──────── Records for processing ────────

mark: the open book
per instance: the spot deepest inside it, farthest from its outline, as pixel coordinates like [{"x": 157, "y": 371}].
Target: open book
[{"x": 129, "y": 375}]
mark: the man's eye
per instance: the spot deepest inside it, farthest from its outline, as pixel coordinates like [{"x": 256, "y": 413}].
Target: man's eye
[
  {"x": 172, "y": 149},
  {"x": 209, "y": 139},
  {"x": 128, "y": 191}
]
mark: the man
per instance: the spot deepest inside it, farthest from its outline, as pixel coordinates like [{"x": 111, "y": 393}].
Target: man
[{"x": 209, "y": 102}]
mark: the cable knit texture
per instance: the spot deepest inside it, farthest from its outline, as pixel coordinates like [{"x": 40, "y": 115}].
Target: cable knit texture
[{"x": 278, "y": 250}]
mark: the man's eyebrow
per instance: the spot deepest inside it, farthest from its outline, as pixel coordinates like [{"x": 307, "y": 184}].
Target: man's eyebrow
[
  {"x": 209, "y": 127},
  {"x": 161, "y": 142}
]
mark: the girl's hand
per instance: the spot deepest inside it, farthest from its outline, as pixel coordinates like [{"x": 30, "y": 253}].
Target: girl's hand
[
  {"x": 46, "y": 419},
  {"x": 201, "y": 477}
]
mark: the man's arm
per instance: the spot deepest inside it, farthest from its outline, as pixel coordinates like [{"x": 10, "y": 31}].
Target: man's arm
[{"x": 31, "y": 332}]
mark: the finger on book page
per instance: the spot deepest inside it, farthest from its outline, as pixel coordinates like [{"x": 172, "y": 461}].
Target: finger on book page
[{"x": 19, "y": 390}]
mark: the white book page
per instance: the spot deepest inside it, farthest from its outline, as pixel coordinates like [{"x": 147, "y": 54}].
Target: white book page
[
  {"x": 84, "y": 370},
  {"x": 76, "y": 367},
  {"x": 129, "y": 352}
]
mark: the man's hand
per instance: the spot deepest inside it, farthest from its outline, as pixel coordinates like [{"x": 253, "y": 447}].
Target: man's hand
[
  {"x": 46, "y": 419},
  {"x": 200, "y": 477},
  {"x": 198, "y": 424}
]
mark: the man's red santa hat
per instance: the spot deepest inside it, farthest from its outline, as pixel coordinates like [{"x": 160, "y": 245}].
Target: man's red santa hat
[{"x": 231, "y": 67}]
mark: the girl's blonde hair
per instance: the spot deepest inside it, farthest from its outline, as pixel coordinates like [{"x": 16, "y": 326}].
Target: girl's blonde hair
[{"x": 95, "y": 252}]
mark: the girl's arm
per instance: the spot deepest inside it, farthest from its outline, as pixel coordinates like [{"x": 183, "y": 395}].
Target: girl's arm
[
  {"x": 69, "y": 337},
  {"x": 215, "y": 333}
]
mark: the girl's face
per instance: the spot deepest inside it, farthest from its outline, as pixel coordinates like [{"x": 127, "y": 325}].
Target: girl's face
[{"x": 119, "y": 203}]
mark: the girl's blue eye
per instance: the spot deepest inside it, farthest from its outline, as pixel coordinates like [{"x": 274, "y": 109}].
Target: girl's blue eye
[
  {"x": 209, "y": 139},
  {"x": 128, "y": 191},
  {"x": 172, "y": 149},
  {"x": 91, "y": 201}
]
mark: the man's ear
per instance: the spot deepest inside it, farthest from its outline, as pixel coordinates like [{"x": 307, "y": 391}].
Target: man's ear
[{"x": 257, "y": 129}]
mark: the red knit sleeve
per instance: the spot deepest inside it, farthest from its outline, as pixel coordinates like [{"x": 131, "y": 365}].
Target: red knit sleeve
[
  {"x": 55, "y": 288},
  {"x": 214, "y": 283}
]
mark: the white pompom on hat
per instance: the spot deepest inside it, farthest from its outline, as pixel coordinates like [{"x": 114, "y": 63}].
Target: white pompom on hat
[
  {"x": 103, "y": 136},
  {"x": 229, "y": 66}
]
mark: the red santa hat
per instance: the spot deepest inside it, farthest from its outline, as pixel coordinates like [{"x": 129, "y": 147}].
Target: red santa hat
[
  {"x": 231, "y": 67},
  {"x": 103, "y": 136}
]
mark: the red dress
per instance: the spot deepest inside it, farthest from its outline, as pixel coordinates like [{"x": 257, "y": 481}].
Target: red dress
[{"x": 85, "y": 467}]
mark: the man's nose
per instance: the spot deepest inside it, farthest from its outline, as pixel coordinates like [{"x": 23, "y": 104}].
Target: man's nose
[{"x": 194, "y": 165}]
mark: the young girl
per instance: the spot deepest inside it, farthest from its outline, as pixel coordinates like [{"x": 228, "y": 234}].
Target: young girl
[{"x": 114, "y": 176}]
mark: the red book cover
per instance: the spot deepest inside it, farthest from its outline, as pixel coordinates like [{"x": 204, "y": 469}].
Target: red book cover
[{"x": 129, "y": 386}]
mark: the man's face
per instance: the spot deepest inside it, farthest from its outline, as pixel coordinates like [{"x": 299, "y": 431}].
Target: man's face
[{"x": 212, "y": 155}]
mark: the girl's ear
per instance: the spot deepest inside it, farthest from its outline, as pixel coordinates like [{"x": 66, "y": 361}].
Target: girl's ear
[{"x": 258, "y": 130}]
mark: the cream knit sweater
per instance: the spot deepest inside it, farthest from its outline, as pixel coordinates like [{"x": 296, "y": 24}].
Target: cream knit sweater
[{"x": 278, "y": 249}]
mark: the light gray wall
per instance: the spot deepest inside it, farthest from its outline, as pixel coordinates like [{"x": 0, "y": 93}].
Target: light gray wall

────────

■ **What this task involves**: Restate every entry above word for word.

■ **Answer area**:
mark: the open book
per instance: the spot deepest inside it, farthest from its outline, as pixel coordinates like [{"x": 157, "y": 371}].
Target: open book
[{"x": 129, "y": 375}]
mark: the man's eye
per instance: the spot deepest inside it, farthest from its outline, as pixel coordinates like [{"x": 256, "y": 413}].
Target: man's eye
[
  {"x": 172, "y": 149},
  {"x": 209, "y": 139},
  {"x": 128, "y": 191}
]
mark: the man
per instance: the spot deepest inside it, farthest from its outline, as pixel coordinates like [{"x": 111, "y": 393}].
Target: man
[{"x": 209, "y": 102}]
mark: the cable knit texture
per instance: the spot deepest inside it, farthest from its outline, as pixel coordinates like [{"x": 40, "y": 115}].
Target: cable knit texture
[{"x": 278, "y": 250}]
mark: the man's eyebrow
per instance: the spot deepest inside it, farthest from its outline, as pixel coordinates like [{"x": 307, "y": 184}].
Target: man's eyebrow
[
  {"x": 209, "y": 127},
  {"x": 161, "y": 142}
]
mark: the girl's hand
per instance: the spot deepest inside it, farthest from its outline, as pixel coordinates like [{"x": 30, "y": 253}].
Target: girl's hand
[
  {"x": 46, "y": 419},
  {"x": 201, "y": 477}
]
mark: the man's arm
per instance: the spot deepest inside it, farthest from its outline, as pixel coordinates like [{"x": 10, "y": 31}].
Target: man's arm
[{"x": 31, "y": 332}]
mark: the finger on book page
per instance: the spot deepest inside it, farthest from its outline, as pixel coordinates like [{"x": 172, "y": 461}].
Target: finger on book page
[{"x": 19, "y": 390}]
mark: the white book page
per instance: the spot deepest inside it, farthest from its outline, as pixel coordinates like [{"x": 147, "y": 54}].
Target: white book page
[
  {"x": 84, "y": 370},
  {"x": 76, "y": 367},
  {"x": 129, "y": 352}
]
mark: the man's hand
per instance: the spot deepest inside it, farthest from its outline, as pixel coordinates like [{"x": 253, "y": 447}].
Target: man's hand
[
  {"x": 46, "y": 419},
  {"x": 200, "y": 477},
  {"x": 198, "y": 424}
]
mark: the man's red santa hat
per instance: the spot deepest inside it, farthest from its outline, as pixel coordinates like [{"x": 160, "y": 245}].
Target: man's red santa hat
[{"x": 231, "y": 67}]
mark: the girl's blonde hair
per instance: the spot deepest inside it, farthest from its outline, as pixel coordinates like [{"x": 16, "y": 326}].
Target: girl's blonde hair
[{"x": 95, "y": 252}]
mark: the girl's arm
per instance: the spot deepest inside it, farthest from its outline, as pixel coordinates like [{"x": 183, "y": 395}].
Target: girl's arm
[
  {"x": 69, "y": 337},
  {"x": 215, "y": 333}
]
mark: the girl's face
per instance: the spot deepest inside it, farthest from its outline, as pixel coordinates like [{"x": 127, "y": 325}].
Target: girl's face
[{"x": 119, "y": 203}]
mark: the girl's blue eye
per instance: the spot deepest inside it, farthest from its outline, as pixel coordinates like [{"x": 274, "y": 109}].
Target: girl's blue eye
[
  {"x": 209, "y": 139},
  {"x": 128, "y": 191},
  {"x": 172, "y": 149},
  {"x": 91, "y": 201}
]
mark: the man's ear
per instance: the spot deepest inside it, farthest from its outline, as pixel coordinates like [{"x": 307, "y": 391}].
Target: man's ear
[{"x": 257, "y": 129}]
mark: the red knit sleeve
per instance: the spot deepest inside it, farthest from its outline, as pixel coordinates like [{"x": 131, "y": 365}].
Target: red knit sleeve
[
  {"x": 55, "y": 288},
  {"x": 214, "y": 283}
]
mark: the white pompom on hat
per instance: the spot deepest inside it, farthest from its outline, as pixel coordinates like [{"x": 114, "y": 63}].
Target: white pompom on hat
[
  {"x": 103, "y": 136},
  {"x": 229, "y": 66}
]
mark: the red santa hat
per instance: the spot deepest inside it, farthest from its outline, as pixel coordinates like [{"x": 129, "y": 147}].
Target: red santa hat
[
  {"x": 231, "y": 67},
  {"x": 103, "y": 136}
]
mark: the red dress
per instance: the spot deepest inside it, farthest from its outline, as pixel coordinates like [{"x": 257, "y": 481}].
Target: red dress
[{"x": 85, "y": 467}]
mark: the man's nose
per instance: the spot deepest inside it, farthest from its outline, as pixel coordinates like [{"x": 23, "y": 104}].
Target: man's nose
[{"x": 194, "y": 165}]
mark: the young girl
per instance: the spot deepest inside it, farthest from its outline, as pixel coordinates like [{"x": 228, "y": 234}].
Target: young girl
[{"x": 114, "y": 176}]
mark: the red book cover
per instance: the spot deepest inside it, farthest from its outline, as pixel coordinates like [{"x": 204, "y": 469}].
Target: red book cover
[{"x": 129, "y": 386}]
mark: the man's face
per instance: the spot deepest inside it, farthest from its outline, as pixel coordinates like [{"x": 299, "y": 431}].
Target: man's face
[{"x": 212, "y": 155}]
mark: the girl's ear
per instance: the spot deepest inside it, farthest from its outline, as pixel coordinates like [{"x": 66, "y": 361}].
Target: girl's ear
[{"x": 258, "y": 130}]
mark: the cream knit sweater
per instance: the spot deepest inside it, farthest from its outline, as pixel coordinates like [{"x": 296, "y": 24}].
Target: cream knit sweater
[{"x": 278, "y": 249}]
mark: the light gray wall
per instance: the spot deepest inside it, farthest from its outline, as pixel coordinates like [{"x": 0, "y": 93}].
Target: light gray wall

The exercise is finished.